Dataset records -

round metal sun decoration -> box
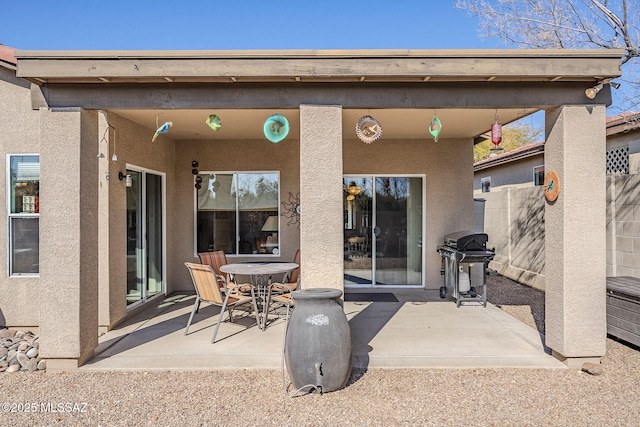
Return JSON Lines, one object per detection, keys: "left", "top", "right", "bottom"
{"left": 356, "top": 115, "right": 383, "bottom": 144}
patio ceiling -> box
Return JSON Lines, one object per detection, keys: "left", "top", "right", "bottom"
{"left": 110, "top": 107, "right": 540, "bottom": 141}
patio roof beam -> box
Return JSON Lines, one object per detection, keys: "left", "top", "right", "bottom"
{"left": 32, "top": 81, "right": 613, "bottom": 111}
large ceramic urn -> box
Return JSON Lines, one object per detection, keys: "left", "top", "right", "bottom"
{"left": 284, "top": 288, "right": 352, "bottom": 393}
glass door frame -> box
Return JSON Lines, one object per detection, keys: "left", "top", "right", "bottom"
{"left": 343, "top": 174, "right": 426, "bottom": 289}
{"left": 126, "top": 164, "right": 167, "bottom": 310}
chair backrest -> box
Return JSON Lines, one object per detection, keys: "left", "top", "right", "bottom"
{"left": 185, "top": 262, "right": 225, "bottom": 305}
{"left": 198, "top": 250, "right": 228, "bottom": 277}
{"left": 289, "top": 249, "right": 301, "bottom": 283}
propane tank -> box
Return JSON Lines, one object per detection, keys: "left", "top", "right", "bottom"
{"left": 458, "top": 266, "right": 471, "bottom": 293}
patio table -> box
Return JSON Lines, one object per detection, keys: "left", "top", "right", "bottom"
{"left": 220, "top": 262, "right": 298, "bottom": 331}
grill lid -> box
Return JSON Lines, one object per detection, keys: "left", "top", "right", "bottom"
{"left": 443, "top": 230, "right": 488, "bottom": 251}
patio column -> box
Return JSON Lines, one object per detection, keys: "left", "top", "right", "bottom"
{"left": 299, "top": 105, "right": 344, "bottom": 291}
{"left": 544, "top": 105, "right": 607, "bottom": 366}
{"left": 39, "top": 108, "right": 99, "bottom": 370}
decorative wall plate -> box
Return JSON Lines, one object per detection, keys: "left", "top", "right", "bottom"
{"left": 356, "top": 115, "right": 382, "bottom": 144}
{"left": 544, "top": 170, "right": 560, "bottom": 202}
{"left": 263, "top": 114, "right": 290, "bottom": 143}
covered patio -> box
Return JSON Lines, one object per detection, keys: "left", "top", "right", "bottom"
{"left": 85, "top": 287, "right": 562, "bottom": 371}
{"left": 10, "top": 48, "right": 623, "bottom": 370}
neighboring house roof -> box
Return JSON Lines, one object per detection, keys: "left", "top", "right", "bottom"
{"left": 474, "top": 141, "right": 545, "bottom": 172}
{"left": 0, "top": 44, "right": 17, "bottom": 70}
{"left": 606, "top": 112, "right": 640, "bottom": 136}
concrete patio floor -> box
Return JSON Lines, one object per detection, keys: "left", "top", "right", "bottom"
{"left": 83, "top": 289, "right": 565, "bottom": 371}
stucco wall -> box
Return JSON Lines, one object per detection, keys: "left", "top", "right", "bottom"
{"left": 344, "top": 137, "right": 473, "bottom": 289}
{"left": 172, "top": 137, "right": 301, "bottom": 292}
{"left": 474, "top": 154, "right": 544, "bottom": 191}
{"left": 171, "top": 133, "right": 472, "bottom": 291}
{"left": 99, "top": 112, "right": 176, "bottom": 329}
{"left": 0, "top": 68, "right": 41, "bottom": 327}
{"left": 477, "top": 186, "right": 546, "bottom": 290}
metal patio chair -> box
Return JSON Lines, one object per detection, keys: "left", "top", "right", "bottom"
{"left": 271, "top": 248, "right": 300, "bottom": 294}
{"left": 184, "top": 262, "right": 254, "bottom": 344}
{"left": 198, "top": 250, "right": 251, "bottom": 294}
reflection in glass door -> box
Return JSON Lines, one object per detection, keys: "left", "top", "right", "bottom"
{"left": 344, "top": 178, "right": 373, "bottom": 285}
{"left": 126, "top": 169, "right": 165, "bottom": 306}
{"left": 343, "top": 176, "right": 424, "bottom": 287}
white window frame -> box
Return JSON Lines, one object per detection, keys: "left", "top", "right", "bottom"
{"left": 6, "top": 154, "right": 40, "bottom": 277}
{"left": 194, "top": 171, "right": 281, "bottom": 257}
{"left": 533, "top": 165, "right": 545, "bottom": 186}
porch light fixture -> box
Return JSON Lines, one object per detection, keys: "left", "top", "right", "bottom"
{"left": 585, "top": 83, "right": 603, "bottom": 99}
{"left": 118, "top": 171, "right": 132, "bottom": 187}
{"left": 356, "top": 115, "right": 382, "bottom": 144}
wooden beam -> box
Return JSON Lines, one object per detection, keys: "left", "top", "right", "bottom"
{"left": 36, "top": 81, "right": 613, "bottom": 110}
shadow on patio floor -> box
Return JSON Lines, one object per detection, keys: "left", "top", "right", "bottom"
{"left": 83, "top": 284, "right": 562, "bottom": 371}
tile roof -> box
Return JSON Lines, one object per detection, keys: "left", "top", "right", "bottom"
{"left": 0, "top": 44, "right": 17, "bottom": 68}
{"left": 474, "top": 141, "right": 545, "bottom": 171}
{"left": 606, "top": 112, "right": 640, "bottom": 135}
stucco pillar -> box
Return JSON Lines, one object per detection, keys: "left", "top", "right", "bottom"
{"left": 544, "top": 105, "right": 607, "bottom": 366}
{"left": 299, "top": 105, "right": 344, "bottom": 291}
{"left": 39, "top": 108, "right": 99, "bottom": 370}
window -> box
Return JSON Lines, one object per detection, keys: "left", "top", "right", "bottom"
{"left": 196, "top": 172, "right": 279, "bottom": 255}
{"left": 7, "top": 155, "right": 40, "bottom": 276}
{"left": 481, "top": 177, "right": 491, "bottom": 193}
{"left": 533, "top": 165, "right": 545, "bottom": 186}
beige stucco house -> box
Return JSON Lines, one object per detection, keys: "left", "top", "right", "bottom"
{"left": 0, "top": 46, "right": 623, "bottom": 369}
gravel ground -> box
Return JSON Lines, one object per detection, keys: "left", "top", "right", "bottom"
{"left": 2, "top": 275, "right": 639, "bottom": 426}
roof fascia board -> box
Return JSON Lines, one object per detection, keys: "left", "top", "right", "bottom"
{"left": 16, "top": 49, "right": 623, "bottom": 82}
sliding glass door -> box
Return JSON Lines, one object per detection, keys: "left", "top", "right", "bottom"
{"left": 343, "top": 176, "right": 424, "bottom": 287}
{"left": 126, "top": 168, "right": 165, "bottom": 306}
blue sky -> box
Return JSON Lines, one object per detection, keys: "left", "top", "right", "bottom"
{"left": 1, "top": 1, "right": 498, "bottom": 50}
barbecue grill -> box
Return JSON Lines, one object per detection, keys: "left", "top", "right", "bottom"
{"left": 437, "top": 230, "right": 495, "bottom": 307}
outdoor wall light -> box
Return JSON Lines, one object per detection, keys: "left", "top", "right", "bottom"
{"left": 118, "top": 171, "right": 132, "bottom": 187}
{"left": 585, "top": 83, "right": 604, "bottom": 99}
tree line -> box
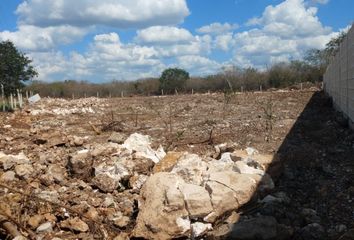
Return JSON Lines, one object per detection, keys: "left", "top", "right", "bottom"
{"left": 0, "top": 31, "right": 347, "bottom": 99}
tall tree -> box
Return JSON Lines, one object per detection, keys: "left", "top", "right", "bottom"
{"left": 304, "top": 31, "right": 348, "bottom": 72}
{"left": 159, "top": 68, "right": 189, "bottom": 94}
{"left": 0, "top": 40, "right": 37, "bottom": 96}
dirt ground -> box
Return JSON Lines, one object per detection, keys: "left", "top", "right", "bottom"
{"left": 0, "top": 89, "right": 353, "bottom": 239}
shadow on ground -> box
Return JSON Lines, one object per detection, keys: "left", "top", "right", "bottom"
{"left": 227, "top": 91, "right": 354, "bottom": 240}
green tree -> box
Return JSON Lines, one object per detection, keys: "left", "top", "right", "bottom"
{"left": 159, "top": 68, "right": 189, "bottom": 94}
{"left": 0, "top": 40, "right": 37, "bottom": 96}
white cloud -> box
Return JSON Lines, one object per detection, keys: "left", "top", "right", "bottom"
{"left": 311, "top": 0, "right": 329, "bottom": 4}
{"left": 232, "top": 0, "right": 336, "bottom": 68}
{"left": 177, "top": 55, "right": 221, "bottom": 76}
{"left": 0, "top": 25, "right": 88, "bottom": 51}
{"left": 214, "top": 33, "right": 234, "bottom": 51}
{"left": 30, "top": 33, "right": 165, "bottom": 81}
{"left": 136, "top": 26, "right": 194, "bottom": 44}
{"left": 155, "top": 34, "right": 212, "bottom": 58}
{"left": 16, "top": 0, "right": 190, "bottom": 29}
{"left": 197, "top": 22, "right": 239, "bottom": 35}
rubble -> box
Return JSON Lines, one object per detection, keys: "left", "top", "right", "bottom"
{"left": 0, "top": 91, "right": 352, "bottom": 239}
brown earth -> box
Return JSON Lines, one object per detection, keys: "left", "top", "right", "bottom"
{"left": 0, "top": 89, "right": 353, "bottom": 239}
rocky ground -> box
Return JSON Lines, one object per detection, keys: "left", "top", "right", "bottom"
{"left": 0, "top": 89, "right": 353, "bottom": 240}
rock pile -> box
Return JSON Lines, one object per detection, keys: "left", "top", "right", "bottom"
{"left": 0, "top": 131, "right": 278, "bottom": 239}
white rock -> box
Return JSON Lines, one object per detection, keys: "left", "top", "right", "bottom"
{"left": 246, "top": 147, "right": 259, "bottom": 156}
{"left": 176, "top": 217, "right": 191, "bottom": 235}
{"left": 0, "top": 152, "right": 30, "bottom": 170}
{"left": 93, "top": 161, "right": 130, "bottom": 192}
{"left": 123, "top": 133, "right": 165, "bottom": 163}
{"left": 133, "top": 173, "right": 190, "bottom": 239}
{"left": 15, "top": 164, "right": 34, "bottom": 178}
{"left": 178, "top": 183, "right": 213, "bottom": 218}
{"left": 234, "top": 161, "right": 265, "bottom": 175}
{"left": 171, "top": 154, "right": 208, "bottom": 185}
{"left": 36, "top": 222, "right": 53, "bottom": 233}
{"left": 191, "top": 222, "right": 213, "bottom": 237}
{"left": 208, "top": 171, "right": 257, "bottom": 206}
{"left": 0, "top": 171, "right": 16, "bottom": 181}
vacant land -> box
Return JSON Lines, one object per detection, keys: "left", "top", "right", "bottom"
{"left": 0, "top": 89, "right": 353, "bottom": 239}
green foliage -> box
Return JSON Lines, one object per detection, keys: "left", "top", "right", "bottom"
{"left": 0, "top": 41, "right": 38, "bottom": 96}
{"left": 159, "top": 68, "right": 189, "bottom": 94}
{"left": 304, "top": 31, "right": 347, "bottom": 74}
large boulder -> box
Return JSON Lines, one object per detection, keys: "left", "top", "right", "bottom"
{"left": 208, "top": 171, "right": 257, "bottom": 206}
{"left": 178, "top": 183, "right": 213, "bottom": 219}
{"left": 204, "top": 181, "right": 239, "bottom": 223}
{"left": 133, "top": 173, "right": 190, "bottom": 239}
{"left": 171, "top": 154, "right": 208, "bottom": 185}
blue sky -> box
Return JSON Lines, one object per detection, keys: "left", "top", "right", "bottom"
{"left": 0, "top": 0, "right": 352, "bottom": 82}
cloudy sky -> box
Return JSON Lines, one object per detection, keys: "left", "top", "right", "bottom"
{"left": 0, "top": 0, "right": 352, "bottom": 82}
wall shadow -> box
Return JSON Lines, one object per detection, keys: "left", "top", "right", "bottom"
{"left": 227, "top": 91, "right": 354, "bottom": 240}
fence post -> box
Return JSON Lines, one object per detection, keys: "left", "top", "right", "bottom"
{"left": 161, "top": 89, "right": 164, "bottom": 96}
{"left": 121, "top": 91, "right": 124, "bottom": 98}
{"left": 10, "top": 94, "right": 13, "bottom": 110}
{"left": 1, "top": 84, "right": 5, "bottom": 112}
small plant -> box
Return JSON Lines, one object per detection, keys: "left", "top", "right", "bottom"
{"left": 259, "top": 97, "right": 275, "bottom": 142}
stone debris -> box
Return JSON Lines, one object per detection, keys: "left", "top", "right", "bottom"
{"left": 0, "top": 131, "right": 279, "bottom": 239}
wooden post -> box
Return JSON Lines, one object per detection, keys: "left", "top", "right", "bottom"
{"left": 121, "top": 91, "right": 124, "bottom": 98}
{"left": 161, "top": 89, "right": 164, "bottom": 96}
{"left": 109, "top": 92, "right": 112, "bottom": 98}
{"left": 1, "top": 84, "right": 5, "bottom": 112}
{"left": 300, "top": 83, "right": 303, "bottom": 91}
{"left": 97, "top": 92, "right": 99, "bottom": 98}
{"left": 17, "top": 89, "right": 22, "bottom": 108}
{"left": 241, "top": 86, "right": 244, "bottom": 92}
{"left": 10, "top": 94, "right": 13, "bottom": 110}
{"left": 192, "top": 89, "right": 194, "bottom": 95}
{"left": 260, "top": 85, "right": 263, "bottom": 92}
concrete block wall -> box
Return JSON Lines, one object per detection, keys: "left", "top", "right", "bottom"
{"left": 324, "top": 24, "right": 354, "bottom": 125}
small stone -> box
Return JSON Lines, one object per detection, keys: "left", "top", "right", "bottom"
{"left": 0, "top": 171, "right": 16, "bottom": 181}
{"left": 84, "top": 207, "right": 99, "bottom": 221}
{"left": 108, "top": 132, "right": 126, "bottom": 144}
{"left": 336, "top": 224, "right": 347, "bottom": 233}
{"left": 60, "top": 217, "right": 89, "bottom": 232}
{"left": 28, "top": 215, "right": 44, "bottom": 229}
{"left": 36, "top": 222, "right": 53, "bottom": 233}
{"left": 113, "top": 233, "right": 129, "bottom": 240}
{"left": 73, "top": 136, "right": 84, "bottom": 146}
{"left": 153, "top": 152, "right": 184, "bottom": 173}
{"left": 15, "top": 164, "right": 34, "bottom": 178}
{"left": 297, "top": 223, "right": 325, "bottom": 240}
{"left": 13, "top": 236, "right": 27, "bottom": 240}
{"left": 114, "top": 215, "right": 130, "bottom": 228}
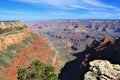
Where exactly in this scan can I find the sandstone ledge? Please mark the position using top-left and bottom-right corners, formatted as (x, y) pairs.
(0, 21), (30, 51)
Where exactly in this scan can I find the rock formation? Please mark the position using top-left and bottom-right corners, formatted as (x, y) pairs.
(0, 21), (30, 50)
(0, 20), (25, 29)
(59, 37), (120, 80)
(85, 60), (120, 80)
(29, 19), (120, 80)
(0, 21), (56, 80)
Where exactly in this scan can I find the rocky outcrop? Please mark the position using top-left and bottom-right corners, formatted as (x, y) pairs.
(0, 20), (25, 29)
(59, 37), (120, 80)
(0, 21), (30, 50)
(85, 60), (120, 80)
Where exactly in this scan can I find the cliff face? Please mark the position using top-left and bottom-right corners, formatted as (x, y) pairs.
(0, 34), (54, 80)
(0, 21), (55, 80)
(0, 21), (30, 50)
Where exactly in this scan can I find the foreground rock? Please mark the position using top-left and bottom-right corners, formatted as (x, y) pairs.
(85, 60), (120, 80)
(59, 38), (120, 80)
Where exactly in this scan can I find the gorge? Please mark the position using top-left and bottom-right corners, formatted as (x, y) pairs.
(0, 19), (120, 80)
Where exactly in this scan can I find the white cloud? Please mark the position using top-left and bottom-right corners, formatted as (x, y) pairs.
(10, 0), (80, 8)
(10, 0), (119, 10)
(82, 0), (115, 8)
(8, 0), (120, 19)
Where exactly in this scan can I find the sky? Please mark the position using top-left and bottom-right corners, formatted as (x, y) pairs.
(0, 0), (120, 21)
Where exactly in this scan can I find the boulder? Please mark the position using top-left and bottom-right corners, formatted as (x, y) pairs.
(85, 60), (120, 80)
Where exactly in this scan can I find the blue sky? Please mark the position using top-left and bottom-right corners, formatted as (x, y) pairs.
(0, 0), (120, 21)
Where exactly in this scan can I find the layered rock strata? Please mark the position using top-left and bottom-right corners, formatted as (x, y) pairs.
(0, 21), (30, 50)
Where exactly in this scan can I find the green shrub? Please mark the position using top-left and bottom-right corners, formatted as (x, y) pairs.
(0, 27), (24, 34)
(17, 60), (58, 80)
(0, 28), (4, 34)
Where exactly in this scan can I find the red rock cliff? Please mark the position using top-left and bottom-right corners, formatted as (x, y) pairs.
(0, 21), (55, 80)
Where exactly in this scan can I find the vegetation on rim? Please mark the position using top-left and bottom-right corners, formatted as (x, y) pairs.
(17, 59), (58, 80)
(0, 27), (24, 34)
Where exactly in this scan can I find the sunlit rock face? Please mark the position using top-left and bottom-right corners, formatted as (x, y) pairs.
(0, 21), (56, 80)
(0, 21), (30, 50)
(85, 60), (120, 80)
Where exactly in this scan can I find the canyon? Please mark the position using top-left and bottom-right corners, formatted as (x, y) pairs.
(0, 19), (119, 80)
(28, 19), (120, 80)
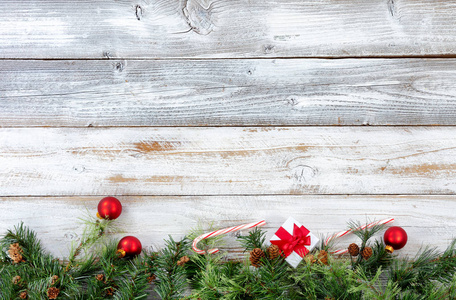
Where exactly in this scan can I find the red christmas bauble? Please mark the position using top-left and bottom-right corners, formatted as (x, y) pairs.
(384, 226), (408, 250)
(97, 197), (122, 220)
(117, 236), (142, 257)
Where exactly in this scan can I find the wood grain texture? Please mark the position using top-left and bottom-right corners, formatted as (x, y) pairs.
(2, 127), (456, 196)
(1, 196), (455, 259)
(2, 0), (456, 58)
(2, 59), (456, 126)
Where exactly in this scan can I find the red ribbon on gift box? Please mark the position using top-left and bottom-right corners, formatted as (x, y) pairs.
(271, 224), (311, 258)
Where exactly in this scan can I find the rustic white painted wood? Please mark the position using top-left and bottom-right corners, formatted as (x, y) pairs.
(1, 196), (454, 259)
(2, 0), (456, 58)
(1, 127), (456, 196)
(2, 59), (456, 126)
(2, 0), (456, 284)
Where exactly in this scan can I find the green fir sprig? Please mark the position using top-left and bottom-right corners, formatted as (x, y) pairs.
(238, 227), (266, 251)
(2, 220), (456, 299)
(154, 236), (190, 300)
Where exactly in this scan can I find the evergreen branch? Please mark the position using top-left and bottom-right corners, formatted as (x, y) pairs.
(347, 219), (386, 249)
(350, 267), (401, 299)
(154, 236), (190, 300)
(65, 218), (113, 272)
(0, 266), (15, 299)
(2, 221), (456, 299)
(429, 239), (456, 283)
(317, 233), (334, 252)
(112, 257), (149, 300)
(359, 239), (394, 275)
(188, 257), (227, 299)
(0, 222), (45, 263)
(254, 256), (291, 298)
(237, 227), (266, 252)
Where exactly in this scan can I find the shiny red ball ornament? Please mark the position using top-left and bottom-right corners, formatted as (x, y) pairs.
(97, 197), (122, 220)
(117, 236), (142, 257)
(384, 226), (408, 250)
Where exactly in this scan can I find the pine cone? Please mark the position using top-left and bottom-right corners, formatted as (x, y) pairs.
(106, 287), (114, 296)
(318, 250), (328, 265)
(9, 242), (21, 252)
(50, 275), (59, 285)
(267, 245), (281, 260)
(348, 243), (360, 256)
(8, 243), (24, 264)
(362, 246), (373, 260)
(12, 275), (21, 285)
(47, 287), (60, 299)
(147, 274), (156, 283)
(305, 254), (316, 264)
(249, 248), (265, 267)
(95, 274), (104, 281)
(19, 291), (27, 299)
(177, 255), (190, 266)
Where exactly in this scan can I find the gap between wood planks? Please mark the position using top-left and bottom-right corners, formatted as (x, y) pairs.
(0, 194), (455, 197)
(2, 55), (456, 61)
(2, 125), (456, 128)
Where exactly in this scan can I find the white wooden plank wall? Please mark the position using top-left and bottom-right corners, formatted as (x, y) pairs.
(2, 59), (456, 126)
(2, 1), (456, 58)
(1, 0), (456, 271)
(2, 127), (456, 195)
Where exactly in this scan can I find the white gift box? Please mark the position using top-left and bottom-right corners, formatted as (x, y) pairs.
(270, 217), (319, 268)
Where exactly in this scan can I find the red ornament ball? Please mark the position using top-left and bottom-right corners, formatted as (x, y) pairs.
(97, 197), (122, 220)
(117, 236), (142, 257)
(384, 226), (408, 250)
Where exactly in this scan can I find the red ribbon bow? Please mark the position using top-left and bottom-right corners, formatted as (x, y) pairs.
(271, 224), (311, 258)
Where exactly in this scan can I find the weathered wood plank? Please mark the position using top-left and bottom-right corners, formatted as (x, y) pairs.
(1, 127), (456, 195)
(2, 59), (456, 126)
(1, 196), (454, 259)
(2, 1), (456, 58)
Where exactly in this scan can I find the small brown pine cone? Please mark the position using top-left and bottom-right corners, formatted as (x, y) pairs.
(362, 247), (373, 260)
(8, 243), (24, 264)
(50, 275), (59, 285)
(249, 248), (265, 267)
(267, 245), (281, 260)
(305, 254), (316, 264)
(95, 274), (104, 281)
(12, 275), (21, 285)
(318, 250), (329, 265)
(348, 243), (360, 256)
(9, 243), (22, 253)
(19, 291), (28, 299)
(147, 274), (156, 283)
(106, 287), (114, 296)
(11, 253), (23, 263)
(47, 287), (60, 299)
(177, 255), (190, 266)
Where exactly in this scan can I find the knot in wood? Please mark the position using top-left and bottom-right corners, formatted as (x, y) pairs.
(291, 165), (317, 184)
(183, 0), (214, 35)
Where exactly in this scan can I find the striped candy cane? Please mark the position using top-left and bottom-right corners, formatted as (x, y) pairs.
(326, 218), (394, 255)
(192, 220), (266, 254)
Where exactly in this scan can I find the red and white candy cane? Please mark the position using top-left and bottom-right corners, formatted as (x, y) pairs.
(192, 220), (266, 254)
(326, 218), (394, 255)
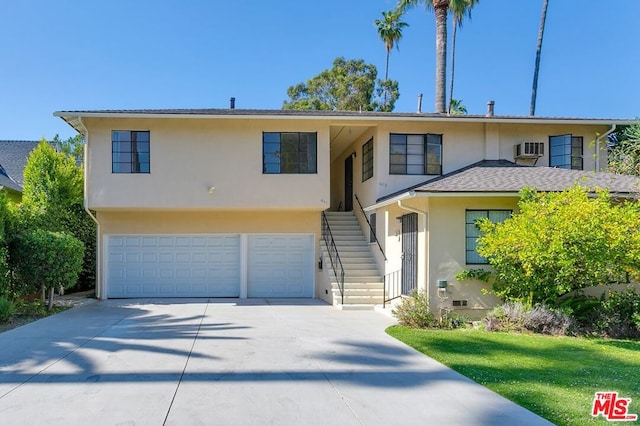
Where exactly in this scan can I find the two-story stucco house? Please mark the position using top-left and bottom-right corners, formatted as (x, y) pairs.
(54, 108), (639, 318)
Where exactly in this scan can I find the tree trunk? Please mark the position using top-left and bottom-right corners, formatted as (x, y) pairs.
(385, 49), (390, 81)
(47, 287), (54, 311)
(448, 18), (458, 115)
(384, 49), (390, 107)
(434, 3), (448, 113)
(530, 0), (549, 116)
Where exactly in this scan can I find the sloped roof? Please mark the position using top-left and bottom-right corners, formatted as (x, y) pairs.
(0, 140), (41, 191)
(377, 160), (640, 203)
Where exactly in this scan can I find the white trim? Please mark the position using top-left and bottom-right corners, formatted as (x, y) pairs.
(240, 234), (248, 298)
(53, 111), (636, 126)
(365, 191), (521, 211)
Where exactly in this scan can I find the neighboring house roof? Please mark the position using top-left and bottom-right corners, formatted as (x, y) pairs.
(375, 160), (640, 205)
(0, 140), (41, 192)
(54, 108), (636, 134)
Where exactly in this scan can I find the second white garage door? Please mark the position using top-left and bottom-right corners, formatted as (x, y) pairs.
(247, 234), (314, 298)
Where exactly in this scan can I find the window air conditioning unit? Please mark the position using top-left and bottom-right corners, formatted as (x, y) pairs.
(514, 142), (544, 159)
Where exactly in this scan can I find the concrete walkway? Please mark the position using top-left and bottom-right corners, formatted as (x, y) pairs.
(0, 299), (552, 425)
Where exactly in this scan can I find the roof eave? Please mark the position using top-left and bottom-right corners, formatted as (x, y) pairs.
(52, 110), (637, 126)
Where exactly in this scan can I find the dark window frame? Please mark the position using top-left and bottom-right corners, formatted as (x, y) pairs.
(362, 137), (374, 182)
(112, 130), (150, 174)
(465, 209), (512, 265)
(389, 133), (442, 175)
(549, 134), (583, 170)
(262, 132), (318, 174)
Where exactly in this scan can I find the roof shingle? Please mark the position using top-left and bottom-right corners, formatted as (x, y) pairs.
(378, 160), (640, 202)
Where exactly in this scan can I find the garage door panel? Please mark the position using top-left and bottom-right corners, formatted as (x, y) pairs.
(247, 234), (314, 298)
(108, 235), (240, 298)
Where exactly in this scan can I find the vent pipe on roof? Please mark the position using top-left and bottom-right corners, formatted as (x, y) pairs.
(486, 100), (495, 117)
(417, 93), (423, 113)
(230, 97), (236, 109)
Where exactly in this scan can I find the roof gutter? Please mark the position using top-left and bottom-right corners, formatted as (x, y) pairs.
(595, 124), (616, 172)
(76, 117), (103, 300)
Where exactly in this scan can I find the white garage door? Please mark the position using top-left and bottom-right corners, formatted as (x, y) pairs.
(107, 235), (241, 298)
(247, 234), (314, 298)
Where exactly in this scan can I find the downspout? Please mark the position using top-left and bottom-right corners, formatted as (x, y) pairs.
(77, 117), (103, 299)
(397, 199), (428, 303)
(595, 124), (616, 172)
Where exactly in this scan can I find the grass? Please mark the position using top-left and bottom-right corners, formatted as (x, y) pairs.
(386, 326), (640, 426)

What the task requires - Using the data above, count the lines that hold the string "metal". Report the number and nothing else.

Answer space - 2